### Problem requirements
Output the listing verbatim, leaving out every picture.

### Source material
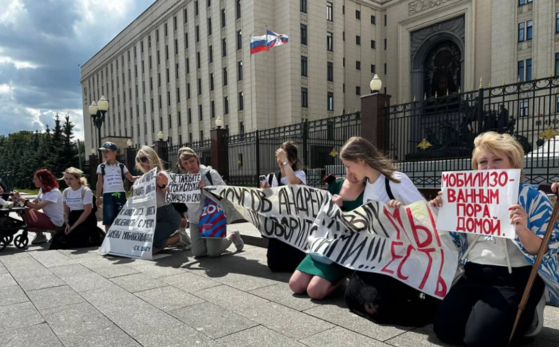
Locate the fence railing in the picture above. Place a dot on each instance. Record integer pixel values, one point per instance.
(434, 135)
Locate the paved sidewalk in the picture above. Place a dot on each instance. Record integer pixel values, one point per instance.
(79, 298)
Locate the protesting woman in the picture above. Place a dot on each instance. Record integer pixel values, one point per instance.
(168, 220)
(314, 275)
(50, 200)
(79, 215)
(213, 247)
(480, 309)
(382, 298)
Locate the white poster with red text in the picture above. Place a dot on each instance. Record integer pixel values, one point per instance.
(478, 202)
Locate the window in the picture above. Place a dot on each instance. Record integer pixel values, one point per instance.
(524, 108)
(303, 34)
(304, 69)
(330, 71)
(226, 105)
(304, 97)
(240, 71)
(303, 6)
(330, 42)
(521, 71)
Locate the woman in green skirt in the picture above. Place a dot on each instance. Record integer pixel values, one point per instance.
(319, 279)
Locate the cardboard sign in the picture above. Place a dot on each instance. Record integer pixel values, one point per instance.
(131, 234)
(402, 243)
(478, 201)
(183, 188)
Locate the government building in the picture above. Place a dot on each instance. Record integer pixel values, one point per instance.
(183, 63)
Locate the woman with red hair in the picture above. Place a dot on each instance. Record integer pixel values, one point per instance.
(50, 200)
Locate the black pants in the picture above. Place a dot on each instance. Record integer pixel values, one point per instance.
(283, 257)
(481, 308)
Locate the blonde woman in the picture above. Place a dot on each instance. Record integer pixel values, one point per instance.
(79, 215)
(481, 307)
(189, 162)
(168, 220)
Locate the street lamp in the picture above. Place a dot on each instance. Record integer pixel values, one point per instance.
(219, 122)
(376, 84)
(97, 112)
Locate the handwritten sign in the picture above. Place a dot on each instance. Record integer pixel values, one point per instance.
(478, 202)
(183, 188)
(131, 234)
(402, 243)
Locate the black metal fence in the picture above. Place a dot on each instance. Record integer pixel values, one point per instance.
(434, 135)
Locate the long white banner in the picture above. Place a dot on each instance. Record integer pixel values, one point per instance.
(131, 234)
(403, 243)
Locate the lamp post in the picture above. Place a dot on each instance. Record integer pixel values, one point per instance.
(97, 112)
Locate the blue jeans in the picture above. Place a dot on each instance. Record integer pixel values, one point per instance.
(112, 204)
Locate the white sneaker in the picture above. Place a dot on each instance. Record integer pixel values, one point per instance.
(537, 324)
(185, 242)
(239, 243)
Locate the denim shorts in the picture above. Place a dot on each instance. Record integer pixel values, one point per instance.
(112, 204)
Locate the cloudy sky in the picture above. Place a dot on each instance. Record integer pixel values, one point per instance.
(42, 44)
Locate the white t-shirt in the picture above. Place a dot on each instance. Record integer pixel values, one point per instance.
(112, 181)
(74, 200)
(300, 174)
(54, 210)
(405, 192)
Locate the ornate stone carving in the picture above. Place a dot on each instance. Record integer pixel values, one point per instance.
(417, 6)
(455, 26)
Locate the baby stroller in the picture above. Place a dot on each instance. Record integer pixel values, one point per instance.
(10, 226)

### Answer space
Locate the fence railing in the picture above. Place a dot on each instance. Record integer pixel values, one point per instance.
(434, 135)
Locate the paved sidewalk in the picture above. Place a dot on each instance. Record integer pixel values, one point per instance.
(79, 298)
Locate the protesting woman in the picture above. Place a dot on each instance. Record integer pixel values, one point per instance.
(168, 220)
(314, 275)
(50, 200)
(79, 215)
(213, 247)
(480, 309)
(382, 298)
Locate the white poster with red text in the picture above. Place a dot on each instance. Record integer pixel values, one point per instance.
(478, 202)
Locate the window in the picture above. Place a dot on each instance. Record integer pixel values, one point per instance.
(524, 108)
(303, 34)
(304, 69)
(330, 71)
(226, 105)
(304, 97)
(240, 71)
(303, 6)
(330, 42)
(521, 71)
Locate the woman in green skirt in the picture above. Place a dot on each instance. Record integer pixel values, one point per instance.
(319, 279)
Locate the cardboard sign in the picture above. Place a dot on each instance. Record integer pixel values, one point per instance.
(131, 234)
(402, 243)
(478, 201)
(183, 188)
Locate the government building in the picture above. Place a dot on each instance. Record integer pixel values, one point per instance.
(183, 63)
Locate the woman with red hair in the picture above. Place a dot on each instance. Record integer pixel values, one point per instance.
(50, 200)
Locate the black pants in the picture above. Place a dot on each instance. Record integer pixel values, one point per instance.
(283, 257)
(481, 308)
Locate the blonde woman in the picture above. Place a dot on each instance. Record integer pixel values, one point per instance.
(79, 215)
(481, 307)
(189, 162)
(168, 220)
Locate the street lamp in the picture above. Place a dot on each instance. Record integer pixel values, one point per instance.
(219, 122)
(376, 84)
(97, 112)
Locate the handwritten sign in the picture above. Place a dot on each instance. Record integer pixel values, one point per instance.
(478, 202)
(183, 188)
(131, 234)
(402, 243)
Locate the black metal fence in the picture above. Place a dot on each instance. Record integer pixel values, one point per instance.
(434, 135)
Locate the long white banner in the picture above. Place a dot on each instance. Record integer pixel values, one point per instance.
(131, 234)
(403, 243)
Locate the lamp post in the picture above. Place a dot on each instance. Record integer pixel values, one point per instance.
(97, 112)
Locate the blue jeans in the picture above. Place a dot on each instance. Record integer pixel values, one point per instance.
(112, 204)
Locate the white sneaker in the picture above. Place a dot on each instance. Record integer pixel values, one point per instance.
(537, 324)
(185, 242)
(239, 243)
Locate the denim shorts in the picture above. Place a dot on each instance. Record integer pixel values, one point per instance.
(112, 204)
Locate the cloudy sky in the picture above. Place a dot on each instance. Record integer pixel values, one point per instance.
(42, 44)
Locate the white t-shirt in the picture above. Place a dot on each instance. Record integer pixel values, one point per instance.
(112, 181)
(74, 200)
(300, 174)
(54, 210)
(405, 192)
Locate the ornate stone carving in the picture above. Place a dot on each instance. Record integer pixel values, one point per instance.
(417, 6)
(455, 26)
Locate the baby stroller in the picture above. Place a dot on each instance. Record integer pixel values, one point per instance.
(10, 226)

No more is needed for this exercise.